ESTRATTO FORNITO:

Data udienza 7 febbraio 2023

REPUBBLICA ITALIANA

IN NOME DEL POPOLO ITALIANO

IL TRIBUNALE DI ROMA

DICIOTTESIMA SEZIONE CIVILE

in persona del Giudice Cecilia Pratesi, in funzione monocratica, ha pronunciato la seguente

SENTENZA

nella causa civile di I Grado iscritta al n. r.g. 28430/19 promossa da:

(…), con il patrocinio degli avvocati Gi.Po. e Mo.Va.

ATTORE

nei confronti di:

(…) S.p.a. D.H., C.P., G.R. e D.N., con il patrocinio delle avvocate Vi.Ri. e Al.Pi.;

CONVENUTI

Oggetto: risarcimento del danno da diffamazione.

DATI ESTRATTI:
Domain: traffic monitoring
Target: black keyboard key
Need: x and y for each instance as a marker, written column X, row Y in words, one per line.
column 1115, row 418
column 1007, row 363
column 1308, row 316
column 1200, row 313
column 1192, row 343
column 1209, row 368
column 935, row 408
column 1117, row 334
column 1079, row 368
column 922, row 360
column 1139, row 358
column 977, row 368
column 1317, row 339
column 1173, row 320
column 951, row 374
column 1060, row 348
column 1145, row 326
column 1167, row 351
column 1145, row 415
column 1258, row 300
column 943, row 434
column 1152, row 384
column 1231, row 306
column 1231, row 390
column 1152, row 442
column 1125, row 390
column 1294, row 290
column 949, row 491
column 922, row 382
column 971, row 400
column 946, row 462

ISTRUZIONI OPERATIVE:
- a) Rispondi a queste domande sull'estratto della sentenza del Tribunale di Roma:
(i) In che data si è tenuta l'udienza?
(ii) Quale giudice ha pronunciato la sentenza?
(iii) Qual è l'oggetto della causa?
- b) Trascrivi dall'estratto della sentenza del Tribunale di Roma il tratto che va da "nella causa civile" fino a "danno da diffamazione.", parola per parola.
- c) Prosegui l'estratto della sentenza del Tribunale di Roma dal punto in cui termina.

ELENCO RISPOSTE:
- a)
(i) 7 febbraio 2023
(ii) Cecilia Pratesi
(iii) Risarcimento del danno da diffamazione

- b)
nella causa civile di I Grado iscritta al n. r.g. 28430/19 promossa da:

(…), con il patrocinio degli avvocati Gi.Po. e Mo.Va.

ATTORE

nei confronti di:

(…) S.p.a. D.H., C.P., G.R. e D.N., con il patrocinio delle avvocate Vi.Ri. e Al.Pi.;

CONVENUTI

Oggetto: risarcimento del danno da diffamazione.

- c)
RAGIONI DI FATTO E DI DIRITTO DELLA DECISIONE

Il giudizio presente è stato introdotto da (…), ex Presidente del Consiglio dei Ministri della Repubblica dell’ Albania, alla conclusione del procedimento penale a carico dei giornalisti qui convenuti e del direttore responsabile del settimanale “L’Espresso”, in esito alla quale tutti gli imputati sono stati oggetto di una condanna generica al risarcimento dei danni cagionati all’attore con la pubblicazione – avvenuta il 7.8.2002- di un servizio giornalistico dal titolo “Il Premier è di nuovo il socialista (…) e molti suoi uomini sono legati ai (…) mafiosi “ed ancora” Padrino dell’ Albania” ove venivano attribuiti al medesimo legami con la mafia albanese ed internazionale, con un clancamorristico, e con tale (…), menzionato quale socio occulto per gli affari di dubbia legalità di (…) … ed uno dei maggiori finanziatori del partito socialista albanese …”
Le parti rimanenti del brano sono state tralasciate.